BLOCO DE TEXTO:
▽

Férias feitas e um Agosto cheio de sol, de mar, de areia (... e vento! - «Há tanto vento no meu país!»), de passeios a pé e, sobretudo, de sons, de risos, de cumplicidades e de carinho.
Contas feitas, apesar dos «mas...», um Agosto de luxo!..Espero que até ao final!
Já agora... o sol pode continuar!
Os afectos, os silêncios, os sinais
são a diversa linguagem dos meus dias
e o corpo soma a sua soma em vida.
Fiama Hasse Pais Brandão
(excerto do poema «Canto da Arte Breve» in Obra Breve)
Se hás-de ser o que choras
Ter que ser, não o chores.
Se toda a mole imensa
Do mundo ser-te-á noite,
Aproveita este breve
Dia, e sem choro ou cura
Goza-o, contente por viveres
O pouco que te é dado.

△

PROBLEMA A RESOLVER: Transcreva, do bloco de texto acima, o trecho que começa em "Férias feitas e" e vai até "não o chores.", inclusive. Não é necessário recorrer ao material que vem depois.

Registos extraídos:
▽

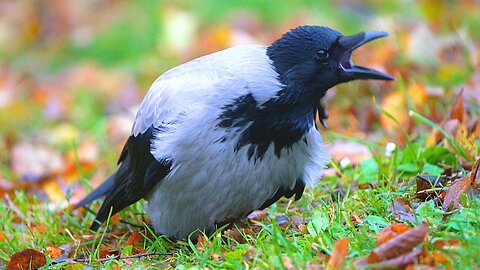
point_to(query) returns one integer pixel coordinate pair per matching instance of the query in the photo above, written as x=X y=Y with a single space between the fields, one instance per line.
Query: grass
x=327 y=210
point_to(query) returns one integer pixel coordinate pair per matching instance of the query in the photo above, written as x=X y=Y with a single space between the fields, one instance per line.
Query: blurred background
x=72 y=73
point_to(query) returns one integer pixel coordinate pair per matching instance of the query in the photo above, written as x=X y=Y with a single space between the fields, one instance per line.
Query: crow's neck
x=282 y=120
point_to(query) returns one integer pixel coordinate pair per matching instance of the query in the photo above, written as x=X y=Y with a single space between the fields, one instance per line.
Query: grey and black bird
x=232 y=132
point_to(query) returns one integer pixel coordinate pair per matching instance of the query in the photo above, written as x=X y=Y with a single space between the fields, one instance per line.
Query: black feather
x=286 y=192
x=135 y=178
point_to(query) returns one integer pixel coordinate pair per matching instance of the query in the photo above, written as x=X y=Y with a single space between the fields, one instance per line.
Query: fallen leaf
x=201 y=243
x=399 y=245
x=61 y=253
x=339 y=254
x=466 y=141
x=402 y=211
x=401 y=261
x=461 y=186
x=26 y=259
x=389 y=232
x=107 y=251
x=287 y=263
x=134 y=238
x=54 y=252
x=458 y=110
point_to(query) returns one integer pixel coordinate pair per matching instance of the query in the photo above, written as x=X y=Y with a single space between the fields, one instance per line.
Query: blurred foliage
x=73 y=72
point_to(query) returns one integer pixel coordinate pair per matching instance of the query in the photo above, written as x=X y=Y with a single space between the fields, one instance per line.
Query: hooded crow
x=232 y=132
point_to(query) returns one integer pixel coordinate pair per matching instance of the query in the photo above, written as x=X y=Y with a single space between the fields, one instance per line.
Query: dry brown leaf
x=434 y=258
x=26 y=259
x=54 y=252
x=134 y=238
x=258 y=215
x=107 y=251
x=475 y=177
x=339 y=254
x=401 y=261
x=461 y=186
x=399 y=245
x=201 y=243
x=466 y=141
x=402 y=210
x=389 y=232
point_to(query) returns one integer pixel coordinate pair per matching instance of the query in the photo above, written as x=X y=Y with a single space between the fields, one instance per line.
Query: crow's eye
x=322 y=56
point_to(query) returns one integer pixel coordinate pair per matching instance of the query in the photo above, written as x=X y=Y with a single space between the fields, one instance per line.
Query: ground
x=402 y=188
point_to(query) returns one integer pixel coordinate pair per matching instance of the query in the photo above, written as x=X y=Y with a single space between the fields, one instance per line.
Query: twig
x=119 y=257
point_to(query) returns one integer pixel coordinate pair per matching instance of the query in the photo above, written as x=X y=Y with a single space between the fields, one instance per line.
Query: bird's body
x=219 y=137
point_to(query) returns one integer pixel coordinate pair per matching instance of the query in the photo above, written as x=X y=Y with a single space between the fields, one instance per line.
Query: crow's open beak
x=353 y=72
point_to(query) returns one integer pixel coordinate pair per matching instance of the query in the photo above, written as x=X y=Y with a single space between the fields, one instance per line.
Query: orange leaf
x=399 y=245
x=339 y=254
x=389 y=232
x=402 y=260
x=466 y=141
x=461 y=186
x=26 y=259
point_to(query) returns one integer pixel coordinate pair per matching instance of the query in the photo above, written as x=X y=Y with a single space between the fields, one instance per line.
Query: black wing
x=137 y=174
x=286 y=192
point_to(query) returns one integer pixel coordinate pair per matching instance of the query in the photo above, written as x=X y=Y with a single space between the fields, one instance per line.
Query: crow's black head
x=315 y=58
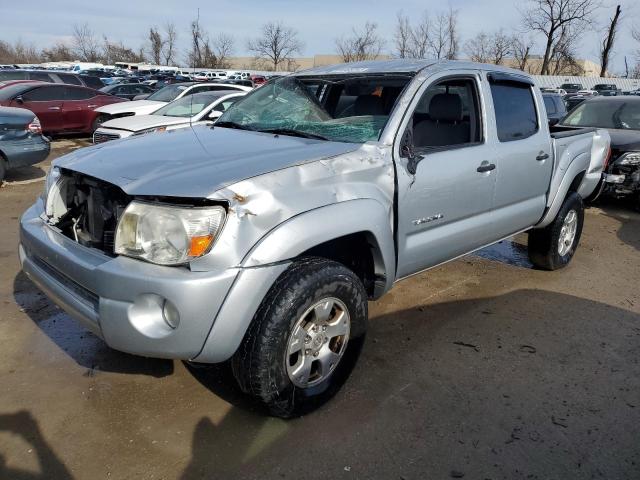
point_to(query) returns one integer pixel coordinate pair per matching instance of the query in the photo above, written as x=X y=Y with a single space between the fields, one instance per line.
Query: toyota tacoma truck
x=259 y=240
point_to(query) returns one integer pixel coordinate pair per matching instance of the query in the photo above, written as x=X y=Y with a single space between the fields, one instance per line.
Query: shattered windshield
x=341 y=109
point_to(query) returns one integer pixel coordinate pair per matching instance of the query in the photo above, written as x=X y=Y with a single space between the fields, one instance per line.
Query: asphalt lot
x=482 y=368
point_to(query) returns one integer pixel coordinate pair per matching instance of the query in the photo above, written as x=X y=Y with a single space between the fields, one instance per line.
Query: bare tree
x=223 y=46
x=402 y=36
x=19 y=52
x=553 y=18
x=607 y=43
x=85 y=44
x=363 y=44
x=521 y=51
x=444 y=39
x=478 y=48
x=194 y=56
x=59 y=52
x=276 y=45
x=169 y=46
x=156 y=44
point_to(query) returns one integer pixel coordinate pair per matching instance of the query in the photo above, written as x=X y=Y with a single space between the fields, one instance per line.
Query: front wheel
x=305 y=338
x=552 y=247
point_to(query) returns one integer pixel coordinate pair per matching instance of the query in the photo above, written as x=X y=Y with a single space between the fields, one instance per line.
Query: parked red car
x=258 y=80
x=60 y=108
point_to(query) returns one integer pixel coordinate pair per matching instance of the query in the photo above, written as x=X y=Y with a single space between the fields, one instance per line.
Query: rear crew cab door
x=522 y=149
x=444 y=208
x=46 y=102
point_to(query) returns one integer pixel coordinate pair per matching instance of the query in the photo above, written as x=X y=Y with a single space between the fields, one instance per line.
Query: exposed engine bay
x=86 y=209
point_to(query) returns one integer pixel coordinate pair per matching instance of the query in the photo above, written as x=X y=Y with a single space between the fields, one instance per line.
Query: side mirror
x=407 y=151
x=215 y=114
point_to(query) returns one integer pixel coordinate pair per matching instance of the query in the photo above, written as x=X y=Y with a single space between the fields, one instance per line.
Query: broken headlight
x=629 y=158
x=167 y=235
x=54 y=195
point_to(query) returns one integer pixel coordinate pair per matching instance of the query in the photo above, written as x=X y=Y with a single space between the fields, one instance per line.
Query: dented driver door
x=446 y=179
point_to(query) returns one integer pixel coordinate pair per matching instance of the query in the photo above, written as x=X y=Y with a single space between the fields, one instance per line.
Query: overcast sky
x=43 y=22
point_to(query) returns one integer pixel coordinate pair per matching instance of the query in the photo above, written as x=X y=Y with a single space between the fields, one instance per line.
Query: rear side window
x=44 y=94
x=40 y=76
x=78 y=93
x=549 y=104
x=69 y=79
x=515 y=110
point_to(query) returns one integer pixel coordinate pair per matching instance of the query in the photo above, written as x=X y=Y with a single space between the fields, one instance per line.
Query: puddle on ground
x=507 y=251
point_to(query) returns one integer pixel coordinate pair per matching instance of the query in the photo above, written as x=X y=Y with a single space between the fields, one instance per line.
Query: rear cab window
x=514 y=107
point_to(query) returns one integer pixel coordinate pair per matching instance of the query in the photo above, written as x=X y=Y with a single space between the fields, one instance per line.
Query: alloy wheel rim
x=568 y=233
x=317 y=342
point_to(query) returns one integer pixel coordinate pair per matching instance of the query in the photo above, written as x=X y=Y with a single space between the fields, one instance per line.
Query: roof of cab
x=404 y=65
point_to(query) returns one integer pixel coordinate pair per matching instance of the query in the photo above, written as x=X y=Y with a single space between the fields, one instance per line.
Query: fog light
x=170 y=314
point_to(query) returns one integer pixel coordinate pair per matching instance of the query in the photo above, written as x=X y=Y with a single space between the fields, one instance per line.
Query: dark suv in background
x=52 y=77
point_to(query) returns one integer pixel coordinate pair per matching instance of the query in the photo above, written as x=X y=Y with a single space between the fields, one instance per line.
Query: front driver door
x=444 y=209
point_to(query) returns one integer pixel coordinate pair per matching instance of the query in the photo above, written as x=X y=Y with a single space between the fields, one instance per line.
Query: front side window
x=44 y=94
x=447 y=115
x=549 y=105
x=515 y=110
x=167 y=94
x=78 y=93
x=69 y=79
x=188 y=105
x=352 y=109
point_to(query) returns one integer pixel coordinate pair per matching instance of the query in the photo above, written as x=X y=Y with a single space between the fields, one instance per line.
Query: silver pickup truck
x=260 y=240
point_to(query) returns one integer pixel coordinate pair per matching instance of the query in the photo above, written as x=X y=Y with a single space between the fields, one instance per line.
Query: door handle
x=486 y=167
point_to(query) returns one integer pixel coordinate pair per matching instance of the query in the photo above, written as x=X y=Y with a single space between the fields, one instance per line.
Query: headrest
x=446 y=107
x=368 y=105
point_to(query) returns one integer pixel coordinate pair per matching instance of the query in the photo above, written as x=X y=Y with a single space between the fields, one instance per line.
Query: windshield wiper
x=237 y=126
x=293 y=133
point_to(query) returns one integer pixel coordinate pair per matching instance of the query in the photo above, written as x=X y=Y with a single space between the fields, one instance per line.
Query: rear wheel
x=552 y=247
x=305 y=338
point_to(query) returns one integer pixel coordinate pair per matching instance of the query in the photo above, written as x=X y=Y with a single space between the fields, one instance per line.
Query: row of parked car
x=31 y=109
x=62 y=108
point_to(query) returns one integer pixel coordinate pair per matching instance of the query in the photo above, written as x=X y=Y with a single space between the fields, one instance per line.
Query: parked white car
x=199 y=108
x=161 y=98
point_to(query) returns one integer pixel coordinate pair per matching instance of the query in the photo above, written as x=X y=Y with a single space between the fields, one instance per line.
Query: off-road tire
x=259 y=365
x=543 y=243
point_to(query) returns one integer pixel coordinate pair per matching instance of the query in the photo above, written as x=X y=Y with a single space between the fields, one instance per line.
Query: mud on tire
x=553 y=247
x=259 y=365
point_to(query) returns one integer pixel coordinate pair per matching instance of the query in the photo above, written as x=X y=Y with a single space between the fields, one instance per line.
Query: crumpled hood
x=195 y=162
x=624 y=140
x=139 y=107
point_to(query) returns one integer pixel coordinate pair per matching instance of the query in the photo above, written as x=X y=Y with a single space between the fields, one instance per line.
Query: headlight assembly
x=629 y=158
x=167 y=235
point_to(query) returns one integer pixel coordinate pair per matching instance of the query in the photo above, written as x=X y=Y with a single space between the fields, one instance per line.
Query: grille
x=87 y=296
x=99 y=137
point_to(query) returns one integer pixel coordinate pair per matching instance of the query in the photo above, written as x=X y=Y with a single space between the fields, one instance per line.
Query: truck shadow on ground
x=23 y=424
x=629 y=230
x=460 y=380
x=81 y=345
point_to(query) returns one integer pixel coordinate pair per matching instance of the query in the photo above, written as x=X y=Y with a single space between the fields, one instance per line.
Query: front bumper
x=26 y=151
x=120 y=299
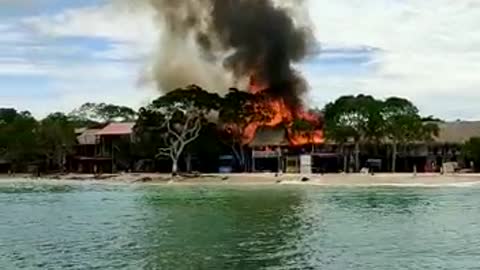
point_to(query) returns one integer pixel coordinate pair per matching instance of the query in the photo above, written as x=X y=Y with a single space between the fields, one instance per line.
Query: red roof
x=117 y=129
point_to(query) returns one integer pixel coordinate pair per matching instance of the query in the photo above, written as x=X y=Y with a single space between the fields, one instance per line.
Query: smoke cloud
x=222 y=43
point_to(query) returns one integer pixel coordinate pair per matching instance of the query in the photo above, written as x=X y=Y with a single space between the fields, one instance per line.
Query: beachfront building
x=103 y=149
x=272 y=152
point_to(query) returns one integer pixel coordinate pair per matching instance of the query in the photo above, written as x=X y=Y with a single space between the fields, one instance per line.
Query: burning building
x=247 y=44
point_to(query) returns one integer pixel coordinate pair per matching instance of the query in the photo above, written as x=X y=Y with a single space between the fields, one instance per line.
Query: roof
x=458 y=132
x=88 y=137
x=80 y=130
x=117 y=129
x=270 y=136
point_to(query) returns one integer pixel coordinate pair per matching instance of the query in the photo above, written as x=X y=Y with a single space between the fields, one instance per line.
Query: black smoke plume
x=246 y=37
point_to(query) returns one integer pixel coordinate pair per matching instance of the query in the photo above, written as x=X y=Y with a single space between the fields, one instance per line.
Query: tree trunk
x=394 y=157
x=357 y=156
x=345 y=159
x=174 y=166
x=188 y=162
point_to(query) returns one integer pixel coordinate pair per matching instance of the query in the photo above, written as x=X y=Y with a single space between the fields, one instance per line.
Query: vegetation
x=366 y=120
x=179 y=116
x=191 y=121
x=471 y=151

△

RESPOSTA:
Férias feitas e um Agosto cheio de sol, de mar, de areia (... e vento! - «Há tanto vento no meu país!»), de passeios a pé e, sobretudo, de sons, de risos, de cumplicidades e de carinho.
Contas feitas, apesar dos «mas...», um Agosto de luxo!..Espero que até ao final!
Já agora... o sol pode continuar!
Os afectos, os silêncios, os sinais
são a diversa linguagem dos meus dias
e o corpo soma a sua soma em vida.
Fiama Hasse Pais Brandão
(excerto do poema «Canto da Arte Breve» in Obra Breve)
Se hás-de ser o que choras
Ter que ser, não o chores.